▸ **Exercises to complete**
1. In the debate excerpt on Irish municipal corporation reform, why does Mr. Redington say Galway petitioned against a municipal corporation? Answer in one to three sentences.
2. Translate this sentence from the debate excerpt on Irish municipal corporation reform into French: "In his belief they did no good at the best; but in most cases they gave rise to a great deal of ill-blood, unhappiness, and expense to the community."

▸ **Excerpt provided**
-*-*-

Mr. Sergeant Jackson

did not rise to oppose the motion of the noble Lord, but to express his satisfaction that the most objectionable parts of the former Bills for reforming the municipal corporations of Ireland had been relinquished in the present measure. He was glad that the noble Lord had excluded all fiscal clauses from his bill, and also that the new qualification would not be pressed forward. But he felt bound to submit to the consideration of the noble Lord whether it would not be more expedient not to make the reception of the corporations imperative on the larger towns than in schedule A., but that they should have the option of refusing them if they saw fit. He (Mr. Sergeant Jackson) believed that the people of Ireland generally, notwithstanding all that was said to the contrary, were not now, and, indeed, never were, very anxious for corporations; and in this belief he was borne out by the facts that last Session a petition had been presented to the House of Lords from Galway against its incorporation which was attended to by that House; that a petition was in course of signature in Belfast to the same effect; and that, according to accounts which he had received within the last two days, there was another of the same tenor in progress in the Borough of Clonmell, which would be signed by all religious denominations. A strong feeling on the subject existed in other places likewise, and he had heard various comments on the injury inflicted by corporations on places in England. In his belief they did no good at the best; but in most cases they gave rise to a great deal of ill-blood, unhappiness, and expense to the community. The great objection to the present corporations in Ireland Was their exclusiveness. He hoped, that that objection would not be against the corporations sought to be established by the noble Lord's Bills. But this he felt bound to say, as regarded the objection of bigotry, that as this was a Protestant State, and the institutions of the country were also Protestant, it would, in his opinion, be not only highly impolitic, but highly improper, to place the Irish corporations in the hands of the Roman Catholics.

Mr. Redington

denied, that the town of Galway had petitioned against a municipal corporation because it was adverse to the establishment of such an institution; it was, on the contrary, solely because the inhabitants had an objection to the boundaries laid down for their borough in the bill.

Mr. Litton

had always wished, for a just and fair measure of corporate reform in Ireland. But he felt bound to apprise the noble Lord, that if he expected any bill on that subject to pass Parliament, it should be of a different character front his former bills. The effect of those bills would have been to make all those bodies of one religion, and of one politics, exclusively of all others, and to throw a class of persons into them, who, as far as respectability was concerned, would be entitled to neither the patronage connected with them, nor the power to dispose of their funds.

-*-*-

▸ **Entries**

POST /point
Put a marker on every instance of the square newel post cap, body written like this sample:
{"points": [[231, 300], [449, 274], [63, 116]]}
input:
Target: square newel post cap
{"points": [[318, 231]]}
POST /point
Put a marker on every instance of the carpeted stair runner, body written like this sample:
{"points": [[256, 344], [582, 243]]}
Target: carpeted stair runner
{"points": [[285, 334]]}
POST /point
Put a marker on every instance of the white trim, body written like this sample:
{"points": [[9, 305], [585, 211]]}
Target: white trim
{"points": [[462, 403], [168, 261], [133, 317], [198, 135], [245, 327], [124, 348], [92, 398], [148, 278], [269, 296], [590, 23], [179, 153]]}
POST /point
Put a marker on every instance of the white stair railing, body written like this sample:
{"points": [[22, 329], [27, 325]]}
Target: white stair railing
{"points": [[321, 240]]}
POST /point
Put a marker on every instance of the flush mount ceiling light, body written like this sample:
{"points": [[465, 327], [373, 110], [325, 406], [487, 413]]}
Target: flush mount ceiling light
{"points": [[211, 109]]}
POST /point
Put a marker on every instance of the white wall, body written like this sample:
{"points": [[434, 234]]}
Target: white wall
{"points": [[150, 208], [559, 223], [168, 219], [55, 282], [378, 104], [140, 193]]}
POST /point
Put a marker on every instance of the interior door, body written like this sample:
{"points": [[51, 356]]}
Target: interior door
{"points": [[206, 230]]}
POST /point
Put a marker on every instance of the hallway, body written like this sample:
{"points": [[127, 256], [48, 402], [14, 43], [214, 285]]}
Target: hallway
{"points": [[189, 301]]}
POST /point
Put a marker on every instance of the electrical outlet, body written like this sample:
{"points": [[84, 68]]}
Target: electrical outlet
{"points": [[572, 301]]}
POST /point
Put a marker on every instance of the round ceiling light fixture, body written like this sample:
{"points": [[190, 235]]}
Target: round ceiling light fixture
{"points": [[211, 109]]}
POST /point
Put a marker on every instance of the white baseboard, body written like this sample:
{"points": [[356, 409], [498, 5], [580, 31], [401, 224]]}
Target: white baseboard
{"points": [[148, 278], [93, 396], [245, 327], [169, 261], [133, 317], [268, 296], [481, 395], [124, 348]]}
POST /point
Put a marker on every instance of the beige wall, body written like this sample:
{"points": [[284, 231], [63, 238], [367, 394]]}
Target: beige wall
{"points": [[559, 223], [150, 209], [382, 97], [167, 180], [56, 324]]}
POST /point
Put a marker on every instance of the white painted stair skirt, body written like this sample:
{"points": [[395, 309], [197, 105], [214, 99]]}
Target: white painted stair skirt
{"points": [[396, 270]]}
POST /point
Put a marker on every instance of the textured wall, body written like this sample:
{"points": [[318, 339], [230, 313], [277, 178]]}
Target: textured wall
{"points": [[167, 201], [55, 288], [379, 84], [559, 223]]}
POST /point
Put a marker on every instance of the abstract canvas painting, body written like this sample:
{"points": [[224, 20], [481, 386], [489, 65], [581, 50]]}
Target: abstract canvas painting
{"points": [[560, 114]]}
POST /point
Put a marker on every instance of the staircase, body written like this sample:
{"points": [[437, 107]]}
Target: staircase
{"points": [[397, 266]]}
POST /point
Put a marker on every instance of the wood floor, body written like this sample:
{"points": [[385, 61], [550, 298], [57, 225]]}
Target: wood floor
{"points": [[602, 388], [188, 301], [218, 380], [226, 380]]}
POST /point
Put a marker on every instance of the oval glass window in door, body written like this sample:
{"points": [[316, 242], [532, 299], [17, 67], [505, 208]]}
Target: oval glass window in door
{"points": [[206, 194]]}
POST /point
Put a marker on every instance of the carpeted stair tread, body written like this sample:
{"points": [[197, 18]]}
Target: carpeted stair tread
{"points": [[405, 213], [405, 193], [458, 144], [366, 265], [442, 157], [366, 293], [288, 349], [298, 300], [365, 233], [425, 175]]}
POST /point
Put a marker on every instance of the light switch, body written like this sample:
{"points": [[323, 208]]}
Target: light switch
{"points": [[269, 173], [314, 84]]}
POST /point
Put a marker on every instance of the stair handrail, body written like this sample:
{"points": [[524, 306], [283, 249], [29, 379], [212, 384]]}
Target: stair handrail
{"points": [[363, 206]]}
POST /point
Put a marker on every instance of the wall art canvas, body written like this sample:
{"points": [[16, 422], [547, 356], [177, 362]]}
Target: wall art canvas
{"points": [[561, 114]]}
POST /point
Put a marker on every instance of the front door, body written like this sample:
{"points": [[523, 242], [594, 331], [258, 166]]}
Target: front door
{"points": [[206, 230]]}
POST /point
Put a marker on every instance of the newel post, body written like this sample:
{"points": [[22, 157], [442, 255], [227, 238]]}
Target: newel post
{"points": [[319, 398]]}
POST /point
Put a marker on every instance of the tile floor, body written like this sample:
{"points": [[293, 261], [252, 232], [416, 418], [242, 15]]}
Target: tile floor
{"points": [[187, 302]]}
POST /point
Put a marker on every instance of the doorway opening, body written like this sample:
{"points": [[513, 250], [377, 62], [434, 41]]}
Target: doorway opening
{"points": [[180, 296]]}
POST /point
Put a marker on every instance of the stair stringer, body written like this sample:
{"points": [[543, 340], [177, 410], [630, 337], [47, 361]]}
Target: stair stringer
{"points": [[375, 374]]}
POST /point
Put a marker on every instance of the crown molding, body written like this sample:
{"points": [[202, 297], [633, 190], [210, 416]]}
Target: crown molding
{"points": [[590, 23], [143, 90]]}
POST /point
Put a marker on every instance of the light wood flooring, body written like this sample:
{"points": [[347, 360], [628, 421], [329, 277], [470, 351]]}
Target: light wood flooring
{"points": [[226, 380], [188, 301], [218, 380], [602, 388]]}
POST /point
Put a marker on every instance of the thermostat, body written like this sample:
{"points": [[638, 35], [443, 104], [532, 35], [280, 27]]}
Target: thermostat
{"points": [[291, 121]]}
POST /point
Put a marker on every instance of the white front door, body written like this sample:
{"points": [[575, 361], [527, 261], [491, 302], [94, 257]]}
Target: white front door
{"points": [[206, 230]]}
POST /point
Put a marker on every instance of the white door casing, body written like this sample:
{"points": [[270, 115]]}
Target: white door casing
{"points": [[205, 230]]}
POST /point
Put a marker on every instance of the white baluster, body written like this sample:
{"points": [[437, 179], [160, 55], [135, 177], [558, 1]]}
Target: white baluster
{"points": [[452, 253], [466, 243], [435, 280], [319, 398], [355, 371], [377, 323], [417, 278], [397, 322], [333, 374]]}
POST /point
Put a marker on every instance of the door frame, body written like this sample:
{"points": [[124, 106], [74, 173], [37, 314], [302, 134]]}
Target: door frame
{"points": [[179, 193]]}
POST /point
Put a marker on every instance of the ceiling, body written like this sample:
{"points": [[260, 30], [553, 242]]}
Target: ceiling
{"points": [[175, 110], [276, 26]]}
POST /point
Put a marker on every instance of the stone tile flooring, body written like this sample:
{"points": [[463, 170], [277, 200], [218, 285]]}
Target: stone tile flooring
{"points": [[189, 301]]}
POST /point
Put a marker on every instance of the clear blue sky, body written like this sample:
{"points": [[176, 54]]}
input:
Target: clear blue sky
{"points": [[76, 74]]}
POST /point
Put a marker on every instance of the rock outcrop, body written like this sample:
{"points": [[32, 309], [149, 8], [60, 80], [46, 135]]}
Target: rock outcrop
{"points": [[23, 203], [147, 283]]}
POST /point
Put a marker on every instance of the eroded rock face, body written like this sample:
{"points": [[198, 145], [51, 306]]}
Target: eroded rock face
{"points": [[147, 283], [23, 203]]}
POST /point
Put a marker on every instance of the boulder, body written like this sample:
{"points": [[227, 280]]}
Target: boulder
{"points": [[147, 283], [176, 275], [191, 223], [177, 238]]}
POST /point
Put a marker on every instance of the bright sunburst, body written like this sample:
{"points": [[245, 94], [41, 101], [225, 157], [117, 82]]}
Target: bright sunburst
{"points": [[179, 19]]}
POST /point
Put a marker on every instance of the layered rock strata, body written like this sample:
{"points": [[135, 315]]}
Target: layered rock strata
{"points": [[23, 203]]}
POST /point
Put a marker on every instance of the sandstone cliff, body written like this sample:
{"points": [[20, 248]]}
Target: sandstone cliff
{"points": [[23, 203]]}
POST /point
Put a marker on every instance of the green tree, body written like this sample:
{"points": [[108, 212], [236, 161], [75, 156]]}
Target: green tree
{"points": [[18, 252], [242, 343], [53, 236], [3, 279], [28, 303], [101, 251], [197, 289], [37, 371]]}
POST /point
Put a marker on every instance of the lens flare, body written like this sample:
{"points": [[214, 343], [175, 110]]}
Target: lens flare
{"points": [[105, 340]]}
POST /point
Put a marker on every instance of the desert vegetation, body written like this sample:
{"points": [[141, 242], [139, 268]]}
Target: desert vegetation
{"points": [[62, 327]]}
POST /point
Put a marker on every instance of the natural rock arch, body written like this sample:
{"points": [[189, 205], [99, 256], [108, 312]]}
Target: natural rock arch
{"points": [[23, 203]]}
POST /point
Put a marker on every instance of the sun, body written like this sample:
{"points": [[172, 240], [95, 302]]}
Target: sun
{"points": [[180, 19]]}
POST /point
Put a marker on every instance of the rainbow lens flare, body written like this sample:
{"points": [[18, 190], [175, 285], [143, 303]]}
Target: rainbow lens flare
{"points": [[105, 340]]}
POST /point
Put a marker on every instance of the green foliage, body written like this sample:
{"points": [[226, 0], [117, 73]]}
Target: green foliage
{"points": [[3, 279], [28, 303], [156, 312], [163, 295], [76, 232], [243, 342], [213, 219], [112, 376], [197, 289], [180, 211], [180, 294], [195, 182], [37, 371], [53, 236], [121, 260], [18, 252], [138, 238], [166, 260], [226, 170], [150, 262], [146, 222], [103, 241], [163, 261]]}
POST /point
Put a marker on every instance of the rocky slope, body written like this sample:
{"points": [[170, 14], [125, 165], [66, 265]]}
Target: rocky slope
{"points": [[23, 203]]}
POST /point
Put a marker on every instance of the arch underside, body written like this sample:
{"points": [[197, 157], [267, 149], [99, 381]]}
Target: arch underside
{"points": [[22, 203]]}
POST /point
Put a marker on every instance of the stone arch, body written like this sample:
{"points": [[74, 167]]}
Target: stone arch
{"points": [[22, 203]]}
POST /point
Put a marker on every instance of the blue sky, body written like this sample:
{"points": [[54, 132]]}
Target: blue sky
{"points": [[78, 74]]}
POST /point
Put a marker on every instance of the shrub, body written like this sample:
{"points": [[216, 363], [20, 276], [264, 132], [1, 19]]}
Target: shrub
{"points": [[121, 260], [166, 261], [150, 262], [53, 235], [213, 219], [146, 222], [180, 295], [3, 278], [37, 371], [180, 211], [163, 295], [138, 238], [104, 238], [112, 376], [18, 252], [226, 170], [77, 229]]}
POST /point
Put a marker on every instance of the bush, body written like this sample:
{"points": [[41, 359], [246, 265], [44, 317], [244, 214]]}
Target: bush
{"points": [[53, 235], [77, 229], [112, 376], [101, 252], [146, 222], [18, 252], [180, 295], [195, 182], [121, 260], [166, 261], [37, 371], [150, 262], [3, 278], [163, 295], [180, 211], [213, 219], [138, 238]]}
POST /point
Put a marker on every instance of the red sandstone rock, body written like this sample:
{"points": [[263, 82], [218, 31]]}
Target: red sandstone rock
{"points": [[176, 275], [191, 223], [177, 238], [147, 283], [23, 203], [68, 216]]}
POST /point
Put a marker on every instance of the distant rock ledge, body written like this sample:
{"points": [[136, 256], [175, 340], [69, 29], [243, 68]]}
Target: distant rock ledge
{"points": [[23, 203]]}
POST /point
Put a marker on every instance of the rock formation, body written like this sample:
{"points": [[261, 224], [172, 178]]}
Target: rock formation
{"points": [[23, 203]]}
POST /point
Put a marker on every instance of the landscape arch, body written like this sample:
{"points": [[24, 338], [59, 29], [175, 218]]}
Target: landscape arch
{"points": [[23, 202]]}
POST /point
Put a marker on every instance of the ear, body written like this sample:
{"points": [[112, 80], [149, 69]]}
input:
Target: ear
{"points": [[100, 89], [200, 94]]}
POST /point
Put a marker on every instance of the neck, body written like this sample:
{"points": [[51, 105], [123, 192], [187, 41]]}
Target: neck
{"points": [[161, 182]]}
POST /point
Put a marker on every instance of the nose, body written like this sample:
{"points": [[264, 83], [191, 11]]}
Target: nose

-*-*-

▸ **Solved problems**
1. Mr. Redington says Galway's petition did not come from opposition to having a municipal corporation. The inhabitants objected only to the boundaries that the bill set for their borough.

2. Selon lui, elles ne faisaient aucun bien dans le meilleur des cas ; mais, dans la plupart des cas, elles engendraient beaucoup de rancœur, de malheur et de dépenses pour la communauté.